DATA RECORDS:

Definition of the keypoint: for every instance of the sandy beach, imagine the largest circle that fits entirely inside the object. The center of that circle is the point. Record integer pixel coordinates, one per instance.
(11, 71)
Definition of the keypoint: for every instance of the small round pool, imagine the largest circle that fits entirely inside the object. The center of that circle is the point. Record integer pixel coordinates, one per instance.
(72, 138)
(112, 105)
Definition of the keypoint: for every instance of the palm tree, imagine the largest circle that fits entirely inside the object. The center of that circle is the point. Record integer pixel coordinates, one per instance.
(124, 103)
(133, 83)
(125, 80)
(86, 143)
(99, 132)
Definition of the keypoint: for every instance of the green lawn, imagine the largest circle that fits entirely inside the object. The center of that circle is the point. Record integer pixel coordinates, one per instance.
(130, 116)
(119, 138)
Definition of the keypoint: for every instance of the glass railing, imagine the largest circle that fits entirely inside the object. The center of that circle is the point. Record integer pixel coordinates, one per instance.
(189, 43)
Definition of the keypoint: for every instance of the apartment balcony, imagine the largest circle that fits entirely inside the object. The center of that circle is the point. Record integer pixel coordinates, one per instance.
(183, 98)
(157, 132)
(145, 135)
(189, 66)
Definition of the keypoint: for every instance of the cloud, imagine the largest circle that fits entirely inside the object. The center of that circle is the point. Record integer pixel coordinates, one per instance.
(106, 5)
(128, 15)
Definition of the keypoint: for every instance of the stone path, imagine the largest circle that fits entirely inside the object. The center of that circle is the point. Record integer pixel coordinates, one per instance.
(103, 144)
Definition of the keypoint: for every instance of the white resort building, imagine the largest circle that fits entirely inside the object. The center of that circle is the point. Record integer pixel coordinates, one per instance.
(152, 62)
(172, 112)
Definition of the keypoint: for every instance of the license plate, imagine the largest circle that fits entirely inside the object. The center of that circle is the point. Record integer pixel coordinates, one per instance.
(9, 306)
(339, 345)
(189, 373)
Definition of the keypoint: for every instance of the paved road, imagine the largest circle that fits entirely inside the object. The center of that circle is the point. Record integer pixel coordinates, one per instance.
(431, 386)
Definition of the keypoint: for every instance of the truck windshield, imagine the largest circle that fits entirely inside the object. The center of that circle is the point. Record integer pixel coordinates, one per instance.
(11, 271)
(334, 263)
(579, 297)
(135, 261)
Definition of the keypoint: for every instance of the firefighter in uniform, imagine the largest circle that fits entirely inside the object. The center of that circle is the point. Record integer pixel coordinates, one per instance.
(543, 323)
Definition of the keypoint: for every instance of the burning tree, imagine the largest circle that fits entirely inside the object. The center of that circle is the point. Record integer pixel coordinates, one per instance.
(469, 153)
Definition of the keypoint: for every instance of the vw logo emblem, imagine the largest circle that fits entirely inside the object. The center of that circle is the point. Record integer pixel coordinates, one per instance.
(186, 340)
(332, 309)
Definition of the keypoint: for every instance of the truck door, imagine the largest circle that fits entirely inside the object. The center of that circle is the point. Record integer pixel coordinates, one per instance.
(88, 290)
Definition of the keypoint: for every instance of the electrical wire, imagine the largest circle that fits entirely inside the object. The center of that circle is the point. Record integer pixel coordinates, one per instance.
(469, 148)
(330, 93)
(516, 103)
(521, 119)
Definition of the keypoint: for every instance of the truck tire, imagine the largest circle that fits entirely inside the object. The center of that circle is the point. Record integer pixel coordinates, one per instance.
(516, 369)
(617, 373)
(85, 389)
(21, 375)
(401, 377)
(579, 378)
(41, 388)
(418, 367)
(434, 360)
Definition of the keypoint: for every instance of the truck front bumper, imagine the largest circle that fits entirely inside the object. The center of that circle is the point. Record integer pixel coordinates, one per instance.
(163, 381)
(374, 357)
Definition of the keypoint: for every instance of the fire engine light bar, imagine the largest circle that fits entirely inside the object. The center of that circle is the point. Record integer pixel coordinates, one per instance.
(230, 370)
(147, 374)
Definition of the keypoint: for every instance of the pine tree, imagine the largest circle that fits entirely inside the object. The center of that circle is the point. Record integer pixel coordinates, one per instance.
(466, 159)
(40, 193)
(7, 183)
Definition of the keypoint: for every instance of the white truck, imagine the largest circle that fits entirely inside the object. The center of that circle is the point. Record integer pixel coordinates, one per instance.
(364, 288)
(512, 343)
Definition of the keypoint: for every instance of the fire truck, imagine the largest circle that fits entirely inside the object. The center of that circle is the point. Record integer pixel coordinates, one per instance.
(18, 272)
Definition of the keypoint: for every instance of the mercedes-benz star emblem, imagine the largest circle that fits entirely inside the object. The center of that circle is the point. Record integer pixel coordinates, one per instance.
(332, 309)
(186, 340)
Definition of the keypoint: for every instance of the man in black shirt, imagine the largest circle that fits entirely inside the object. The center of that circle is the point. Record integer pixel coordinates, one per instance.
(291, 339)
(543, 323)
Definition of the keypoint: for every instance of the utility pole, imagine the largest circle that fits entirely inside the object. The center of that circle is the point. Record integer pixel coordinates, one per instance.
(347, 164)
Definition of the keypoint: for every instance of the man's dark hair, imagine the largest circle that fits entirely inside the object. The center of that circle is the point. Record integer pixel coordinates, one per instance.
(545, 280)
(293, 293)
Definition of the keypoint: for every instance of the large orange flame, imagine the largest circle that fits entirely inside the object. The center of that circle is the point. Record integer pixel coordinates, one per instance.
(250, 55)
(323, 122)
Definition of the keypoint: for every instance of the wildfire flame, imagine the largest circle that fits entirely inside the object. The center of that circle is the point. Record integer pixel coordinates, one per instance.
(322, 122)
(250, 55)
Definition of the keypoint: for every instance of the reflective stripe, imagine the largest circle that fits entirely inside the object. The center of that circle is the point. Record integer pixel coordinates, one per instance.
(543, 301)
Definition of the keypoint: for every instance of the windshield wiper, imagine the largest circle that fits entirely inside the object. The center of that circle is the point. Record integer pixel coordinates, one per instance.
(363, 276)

EXERCISE AIM:
Write out every one of the entries above word for word, keeping each line in its original order.

FINISHED ANSWER:
Definition of the keypoint: for every instance of the sandy beach, imagine the largest circle that fits entirely inside the object. The center of that circle is the point. Record integer pixel coordinates, one per instance.
(11, 71)
Definition of the keypoint: for every instance of the small round pool, imagine the largest circle that fits entirely inside the object. The center of that circle is the point. Record integer pixel coordinates, one per instance.
(72, 138)
(112, 105)
Definition of the keypoint: for every instance of the palm tree, imagine the largest circle that fits entirely inside the object. The center of that circle is the point. Record integer pixel coordinates, one per instance.
(124, 103)
(133, 83)
(125, 80)
(86, 143)
(99, 132)
Definition of the keypoint: for every instance of the green lawn, imagine the largest circle that fits entirely inside the object. The center of that circle is the point. Record integer pixel coordinates, one per instance.
(130, 116)
(119, 138)
Definition of the keypoint: for every instance of the glass railing, imagine the largest circle that fits entirely inside the object. The center of that circle is the point. Record integer pixel coordinates, one per instance.
(189, 43)
Definition of the keypoint: for every instance of the apartment balcony, imagine the largest circle that fits entirely inside the object. The center of that circle is the point. Record integer pixel coordinates, one per instance.
(183, 98)
(157, 132)
(145, 135)
(189, 66)
Definition of the keypoint: for every instance of the cloud, imagine the largest circle that fits entirely inside the object. The center of that circle is the point. Record integer pixel coordinates, one per instance.
(106, 5)
(128, 15)
Definition of the keypoint: for every instance of the stone path, imagine the largest circle that fits entirely inside the object. The center of that circle is the point. Record integer pixel coordinates, one per instance.
(103, 144)
Definition of the keypoint: for every instance of the white resort building, imagine the largest circle that fits entirely inside the object. The center of that circle is the point. Record integer pixel coordinates, one per instance.
(152, 62)
(172, 112)
Definition of the keypoint: for every instance of the license plate, imagine the largest circle that fits entirely inside the object. The center of that circle is the point. Record integer pixel coordinates, one per instance.
(9, 306)
(339, 345)
(189, 373)
Definition of the keypoint: for every instance of the paved road, imagine the largest circle that fits entirely inside the object. The center of that circle is the point. Record integer pixel coordinates, one per instance.
(431, 386)
Definition of the keypoint: for every instance of the truck windshield, imagine the largest circle that fits entirely inside the object. The center of that circle is the point. Record integer pixel coordinates, one per instance.
(11, 271)
(334, 263)
(579, 297)
(135, 261)
Definition of the keypoint: for every instance of the firefighter in uniform, imagine the largest circle that fits entirely inside the object. The center of that circle is the point. Record integer pixel coordinates, one per instance.
(543, 323)
Definition of the keypoint: for every instance of the burning tree, imagine the largest circle that fits entirely inside the object. The center of that circle is the point. Record integer pixel coordinates, one per instance.
(469, 153)
Definition of the keypoint: for every instance of the vw logo emblem, imagine the largest circle that fits entirely inside the object. The center of that circle is the point. Record integer pixel coordinates, one per instance.
(186, 340)
(332, 309)
Definition of the keypoint: for every instance of the truck door, imagine the largest circle that fits entirely inside the object. The center of that circle is the point. Record integer pixel coordinates, one per instance.
(88, 290)
Definition of the keypoint: for every instance of the electrical wire, imagine the largest circle that fits entirely inside the object. The center of that circle is the point. Record integer pixel coordinates, one per instance.
(469, 148)
(330, 93)
(516, 103)
(521, 119)
Definition of the keypoint: for every instance of the truck tire, imagine the largest circle that fits entirely inside the object. The center of that circle is the point. Record integer pixel coordinates, one per instance.
(516, 369)
(617, 373)
(85, 389)
(21, 375)
(401, 377)
(579, 378)
(41, 388)
(418, 367)
(434, 360)
Definition of the keypoint: for every instance of the truck front bumper, imagine the largest circle that fits entirely inside the object. The center of that circle is the point. Record integer pixel coordinates, one per instance.
(163, 381)
(374, 357)
Definition of the keypoint: for every instance of the fire engine light bar, imagine the largest circle that fits entirely inside the object. The center of that circle is the point. Record integer pixel coordinates, one per instance.
(230, 370)
(147, 374)
Definition of the keypoint: for every instance of the pine tree, imagine the largest circle that fits entirely inside the object. The center of that circle is the point. Record integer pixel coordinates, one per instance.
(466, 159)
(40, 193)
(7, 183)
Definition of the keypoint: for every instance of the white truck, imagine the largest circle that fits entirely inside the object. The center of that circle is the point. Record integer pixel coordinates, one per instance.
(364, 288)
(512, 343)
Definition of the keypoint: for every instance of the fire truck, imagine the largest circle that fits entirely inside the object. The center of that circle is the point. Record integer pixel coordinates, one per instance.
(18, 272)
Definition of the keypoint: for every instance of the mercedes-benz star emblem, imagine the largest circle that fits entirely inside the object. The center of that circle is the point. Record integer pixel coordinates, one per instance.
(332, 309)
(186, 340)
Definition of the keypoint: for every instance of the man in black shirt, imagine the largest circle that fits entirely inside the object. The center of that circle is the point. Record integer pixel coordinates, one per instance.
(291, 339)
(543, 323)
Definition of the keypoint: for every instance of the utility pole, imagine the largest circle that fits entirely inside the object. The center of that circle is the point. Record integer pixel coordinates, one per instance.
(347, 164)
Definition of the keypoint: for every instance of the man's dark hair, imagine the largest circle that fits entirely inside the object. The center of that circle is the point. Record integer pixel coordinates, one per instance.
(545, 280)
(293, 293)
Definition of the keypoint: for every instance of the large orange flame, imagine the largest circle that fits entirely inside the object. The center of that circle is the point. Record integer pixel coordinates, one per instance.
(250, 55)
(323, 122)
Definition of the keypoint: for every instance of the wildfire flame, imagine the largest circle that fits entirely inside the object. The center of that circle is the point. Record integer pixel coordinates, one per instance.
(322, 122)
(250, 55)
Definition of the keypoint: for every instance of the reflective stripe, imagine the largest circle that fits entirely inside the object. The center of that circle is the point. Record integer pixel coordinates, one per instance.
(543, 301)
Definition of the keypoint: for every instance of the windshield wiper, imagine the largest circle that fits entirely inside the object. The center of that circle is the point. Record integer pixel coordinates, one per instance.
(363, 276)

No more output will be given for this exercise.